> [PROBLEMS AND TASKS]
A – In the Fish Audio text, why does the platform offer a commercial API in addition to its publicly available model weights? Answer in one to three sentences.
B – Update the passage of the Fish Audio text starting at "Fish Audio is an open-weight text-to-speech platform that" and ending at "dual-autoregressive model architecture.", replacing "target voice" with "speaker's voice".

> [SOURCE EXCERPT]
☆ ☆ ☆ ☆

Fish Audio

Also known as: Fish Speech, Fish Audio S2, Fish Audio S2.1 Pro

Fish Audio
Fish Audio is an open-weight text-to-speech platform built on a 4B-parameter dual-autoregressive model. It clones voices from short audio clips, supports over 80 languages with fine-grained emotion control, and is available both as a commercial API and as open-weight model weights for self-hosting.

Fish Audio is an open-weight text-to-speech platform that generates natural-sounding speech in over 80 languages and clones a target voice from a short audio clip using a dual-autoregressive model architecture.

What It Is

Most enterprise TTS options lock you into a proprietary API — you send text, get audio, and have no insight into how the model works or any ability to self-host. Fish Audio positions itself as a counterpoint to that: an open-weight TTS platform where the model architecture and weights are publicly available, alongside a commercial API for teams that don’t want to manage GPU infrastructure.

☆ ☆ ☆ ☆

> [RECORD EXCERPTS]
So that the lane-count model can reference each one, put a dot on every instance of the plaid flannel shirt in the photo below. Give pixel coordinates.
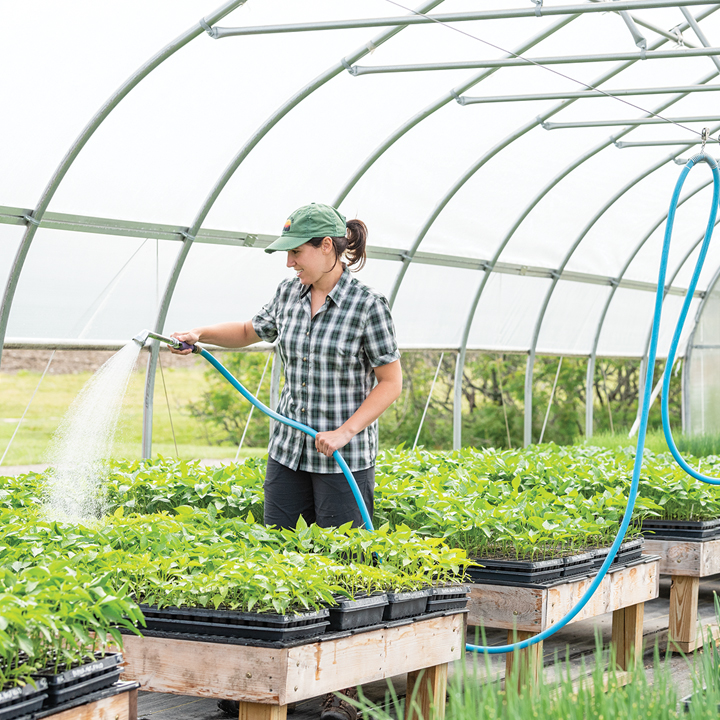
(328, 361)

☆ ☆ ☆ ☆

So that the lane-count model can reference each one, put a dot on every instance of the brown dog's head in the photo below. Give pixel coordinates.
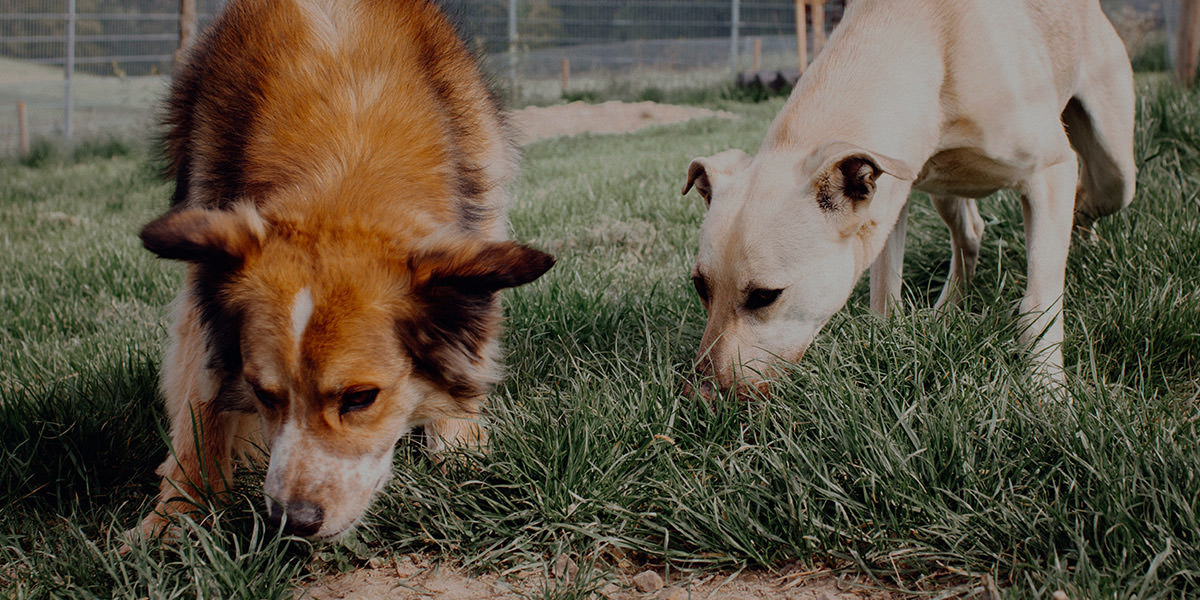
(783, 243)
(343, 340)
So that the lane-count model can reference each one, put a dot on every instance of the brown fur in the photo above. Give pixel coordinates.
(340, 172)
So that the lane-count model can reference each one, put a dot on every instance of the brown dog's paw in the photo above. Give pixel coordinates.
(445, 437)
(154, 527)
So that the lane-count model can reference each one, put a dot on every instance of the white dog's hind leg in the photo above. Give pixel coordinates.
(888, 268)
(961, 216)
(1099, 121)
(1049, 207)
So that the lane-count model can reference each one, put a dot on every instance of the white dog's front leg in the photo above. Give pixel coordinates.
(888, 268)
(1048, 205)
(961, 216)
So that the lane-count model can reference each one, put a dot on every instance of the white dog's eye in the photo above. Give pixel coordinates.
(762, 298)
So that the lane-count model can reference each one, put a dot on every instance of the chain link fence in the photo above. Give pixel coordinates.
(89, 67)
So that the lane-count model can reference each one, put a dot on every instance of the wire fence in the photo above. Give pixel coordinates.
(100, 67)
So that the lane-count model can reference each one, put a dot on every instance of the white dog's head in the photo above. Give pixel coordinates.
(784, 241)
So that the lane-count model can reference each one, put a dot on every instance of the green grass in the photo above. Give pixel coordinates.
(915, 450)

☆ ☆ ☆ ☆

> [RESPONSE LIST]
A – The commercial API is for teams that don't want to manage GPU infrastructure themselves.

B –
Fish Audio is an open-weight text-to-speech platform that generates natural-sounding speech in over 80 languages and clones a speaker's voice from a short audio clip using a dual-autoregressive model architecture.